Required task: Starting with the first row and ending after the line that contains "<point>564,215</point>", write the lines out again with "keypoint" changed to "marker" and everything else left as it is.

■ ■ ■ ■

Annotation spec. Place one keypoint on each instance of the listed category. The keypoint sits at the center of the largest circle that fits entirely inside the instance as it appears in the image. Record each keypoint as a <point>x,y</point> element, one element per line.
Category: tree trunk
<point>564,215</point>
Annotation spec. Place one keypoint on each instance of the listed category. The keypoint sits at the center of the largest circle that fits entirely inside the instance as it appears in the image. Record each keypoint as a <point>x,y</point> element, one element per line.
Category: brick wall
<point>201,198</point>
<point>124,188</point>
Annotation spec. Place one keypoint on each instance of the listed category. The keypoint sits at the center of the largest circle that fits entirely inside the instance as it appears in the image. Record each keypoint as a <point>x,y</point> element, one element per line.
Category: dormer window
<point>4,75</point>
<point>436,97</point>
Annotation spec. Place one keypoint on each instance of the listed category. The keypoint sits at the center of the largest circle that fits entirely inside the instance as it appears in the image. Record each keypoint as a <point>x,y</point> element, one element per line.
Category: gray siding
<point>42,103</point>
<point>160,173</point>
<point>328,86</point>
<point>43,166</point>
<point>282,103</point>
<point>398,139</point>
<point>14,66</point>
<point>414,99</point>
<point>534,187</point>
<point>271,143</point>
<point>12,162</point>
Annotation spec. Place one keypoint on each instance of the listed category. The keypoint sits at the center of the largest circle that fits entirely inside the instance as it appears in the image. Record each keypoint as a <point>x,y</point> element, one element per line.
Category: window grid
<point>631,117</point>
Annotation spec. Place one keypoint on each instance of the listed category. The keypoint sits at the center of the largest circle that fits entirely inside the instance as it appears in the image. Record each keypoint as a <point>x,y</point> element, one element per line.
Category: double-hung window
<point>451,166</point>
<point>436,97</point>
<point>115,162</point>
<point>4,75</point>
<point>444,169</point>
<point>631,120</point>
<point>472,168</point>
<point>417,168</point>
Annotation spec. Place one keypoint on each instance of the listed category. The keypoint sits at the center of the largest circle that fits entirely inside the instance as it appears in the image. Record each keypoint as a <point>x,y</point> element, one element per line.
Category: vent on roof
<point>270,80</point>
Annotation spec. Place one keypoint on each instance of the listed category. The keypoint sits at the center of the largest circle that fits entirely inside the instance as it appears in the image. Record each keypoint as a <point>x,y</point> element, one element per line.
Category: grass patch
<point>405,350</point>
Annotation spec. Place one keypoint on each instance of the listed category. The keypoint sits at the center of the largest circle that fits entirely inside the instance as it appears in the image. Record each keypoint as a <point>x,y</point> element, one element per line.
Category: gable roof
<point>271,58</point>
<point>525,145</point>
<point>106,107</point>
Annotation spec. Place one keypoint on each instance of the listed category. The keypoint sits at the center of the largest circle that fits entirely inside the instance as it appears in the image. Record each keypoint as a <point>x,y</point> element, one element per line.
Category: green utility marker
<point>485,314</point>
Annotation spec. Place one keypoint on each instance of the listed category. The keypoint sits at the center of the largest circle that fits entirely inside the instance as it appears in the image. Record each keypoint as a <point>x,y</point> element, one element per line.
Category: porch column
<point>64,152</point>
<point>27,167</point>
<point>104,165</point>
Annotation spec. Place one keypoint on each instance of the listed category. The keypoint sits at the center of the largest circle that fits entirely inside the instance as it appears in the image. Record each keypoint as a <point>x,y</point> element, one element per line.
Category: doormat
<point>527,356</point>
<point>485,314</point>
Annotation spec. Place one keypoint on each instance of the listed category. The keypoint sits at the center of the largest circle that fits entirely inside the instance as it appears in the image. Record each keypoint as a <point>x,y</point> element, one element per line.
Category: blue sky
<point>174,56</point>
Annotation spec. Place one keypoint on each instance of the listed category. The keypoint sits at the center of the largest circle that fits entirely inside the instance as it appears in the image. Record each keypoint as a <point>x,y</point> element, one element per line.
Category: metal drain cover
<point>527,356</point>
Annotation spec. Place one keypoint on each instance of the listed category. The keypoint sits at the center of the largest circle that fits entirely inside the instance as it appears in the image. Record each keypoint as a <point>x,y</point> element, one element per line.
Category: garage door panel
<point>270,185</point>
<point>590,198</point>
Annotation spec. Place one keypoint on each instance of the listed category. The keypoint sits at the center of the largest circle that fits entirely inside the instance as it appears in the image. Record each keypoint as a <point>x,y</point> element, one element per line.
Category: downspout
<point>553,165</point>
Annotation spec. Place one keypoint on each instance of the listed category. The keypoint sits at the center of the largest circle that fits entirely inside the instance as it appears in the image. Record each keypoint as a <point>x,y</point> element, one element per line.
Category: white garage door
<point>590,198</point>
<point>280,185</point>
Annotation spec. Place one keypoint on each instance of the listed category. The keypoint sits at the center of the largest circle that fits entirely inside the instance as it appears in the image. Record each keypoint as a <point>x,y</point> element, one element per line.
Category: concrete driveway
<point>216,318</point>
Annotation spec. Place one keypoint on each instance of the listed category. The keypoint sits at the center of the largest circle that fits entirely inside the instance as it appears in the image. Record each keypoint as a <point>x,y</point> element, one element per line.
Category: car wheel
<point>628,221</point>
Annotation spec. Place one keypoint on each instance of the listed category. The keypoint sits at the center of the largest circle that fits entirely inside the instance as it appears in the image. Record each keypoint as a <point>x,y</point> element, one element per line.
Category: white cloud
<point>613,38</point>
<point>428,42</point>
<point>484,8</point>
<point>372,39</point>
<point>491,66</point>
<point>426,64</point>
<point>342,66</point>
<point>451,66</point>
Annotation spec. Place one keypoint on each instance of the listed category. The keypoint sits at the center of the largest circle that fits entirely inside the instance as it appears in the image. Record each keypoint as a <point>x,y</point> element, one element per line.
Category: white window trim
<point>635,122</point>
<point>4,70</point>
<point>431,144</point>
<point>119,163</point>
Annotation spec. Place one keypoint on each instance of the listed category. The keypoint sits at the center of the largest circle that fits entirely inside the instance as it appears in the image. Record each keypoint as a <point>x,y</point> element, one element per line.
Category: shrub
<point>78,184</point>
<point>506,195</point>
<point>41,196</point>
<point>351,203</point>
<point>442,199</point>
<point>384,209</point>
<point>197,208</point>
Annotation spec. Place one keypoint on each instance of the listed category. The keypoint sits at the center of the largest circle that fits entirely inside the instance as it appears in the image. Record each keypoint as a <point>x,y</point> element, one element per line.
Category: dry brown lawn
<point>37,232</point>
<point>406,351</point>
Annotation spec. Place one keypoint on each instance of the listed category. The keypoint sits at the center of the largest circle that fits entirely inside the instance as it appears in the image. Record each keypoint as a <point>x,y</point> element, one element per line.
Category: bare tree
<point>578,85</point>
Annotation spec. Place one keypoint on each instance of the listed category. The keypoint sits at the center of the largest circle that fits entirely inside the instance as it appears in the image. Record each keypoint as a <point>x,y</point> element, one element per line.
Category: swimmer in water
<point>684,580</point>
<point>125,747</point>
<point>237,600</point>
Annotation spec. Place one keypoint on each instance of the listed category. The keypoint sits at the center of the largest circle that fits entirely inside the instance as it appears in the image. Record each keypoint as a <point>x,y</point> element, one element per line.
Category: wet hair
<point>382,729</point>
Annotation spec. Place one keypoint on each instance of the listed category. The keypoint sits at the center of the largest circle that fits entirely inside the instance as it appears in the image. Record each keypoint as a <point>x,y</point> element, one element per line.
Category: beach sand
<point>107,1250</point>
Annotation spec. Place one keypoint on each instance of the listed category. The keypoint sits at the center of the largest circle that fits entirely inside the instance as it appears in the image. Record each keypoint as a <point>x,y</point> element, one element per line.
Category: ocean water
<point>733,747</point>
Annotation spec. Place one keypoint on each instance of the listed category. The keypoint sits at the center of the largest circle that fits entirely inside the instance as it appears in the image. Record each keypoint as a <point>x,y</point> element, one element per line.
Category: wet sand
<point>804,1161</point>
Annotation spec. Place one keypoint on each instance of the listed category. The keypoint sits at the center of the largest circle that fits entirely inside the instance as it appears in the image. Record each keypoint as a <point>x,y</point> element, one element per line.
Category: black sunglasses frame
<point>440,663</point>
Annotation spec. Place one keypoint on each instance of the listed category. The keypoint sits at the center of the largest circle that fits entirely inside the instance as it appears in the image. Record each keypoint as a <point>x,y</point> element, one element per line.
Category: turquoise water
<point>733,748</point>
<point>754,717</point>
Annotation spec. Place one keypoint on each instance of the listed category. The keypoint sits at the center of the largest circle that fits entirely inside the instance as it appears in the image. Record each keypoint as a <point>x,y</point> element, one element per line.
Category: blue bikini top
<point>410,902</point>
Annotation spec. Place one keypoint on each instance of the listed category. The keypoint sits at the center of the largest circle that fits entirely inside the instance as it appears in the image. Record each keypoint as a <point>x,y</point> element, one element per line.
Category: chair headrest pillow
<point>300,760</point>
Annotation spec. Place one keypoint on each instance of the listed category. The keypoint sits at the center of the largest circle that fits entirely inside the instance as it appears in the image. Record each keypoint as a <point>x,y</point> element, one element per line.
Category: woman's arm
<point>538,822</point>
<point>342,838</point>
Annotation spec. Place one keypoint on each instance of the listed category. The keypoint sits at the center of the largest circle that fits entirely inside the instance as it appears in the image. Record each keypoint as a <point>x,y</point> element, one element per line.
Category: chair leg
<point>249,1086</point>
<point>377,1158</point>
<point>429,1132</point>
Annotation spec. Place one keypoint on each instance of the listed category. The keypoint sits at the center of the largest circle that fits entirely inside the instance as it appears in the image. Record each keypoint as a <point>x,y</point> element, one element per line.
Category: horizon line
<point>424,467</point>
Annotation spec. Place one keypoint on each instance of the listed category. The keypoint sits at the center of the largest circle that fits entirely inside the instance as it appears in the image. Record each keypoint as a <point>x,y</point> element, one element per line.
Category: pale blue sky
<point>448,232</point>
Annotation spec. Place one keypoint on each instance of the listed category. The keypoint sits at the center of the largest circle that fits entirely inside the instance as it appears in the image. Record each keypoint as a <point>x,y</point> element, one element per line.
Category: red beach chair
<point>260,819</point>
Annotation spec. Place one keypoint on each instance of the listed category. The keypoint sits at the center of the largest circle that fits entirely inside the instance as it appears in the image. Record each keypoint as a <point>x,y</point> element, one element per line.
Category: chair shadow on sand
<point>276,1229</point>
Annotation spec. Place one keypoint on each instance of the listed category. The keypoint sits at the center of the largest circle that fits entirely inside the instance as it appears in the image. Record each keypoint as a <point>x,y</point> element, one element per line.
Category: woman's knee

■ ■ ■ ■

Output for this exercise:
Annotation spec. Place one marker on each instance of the listed category. The marker sits at the center of the largest circle that fits entirely inside the instance as it appears in the image. Record each marker as a <point>x,y</point> element, one element per line.
Category: tree trunk
<point>564,215</point>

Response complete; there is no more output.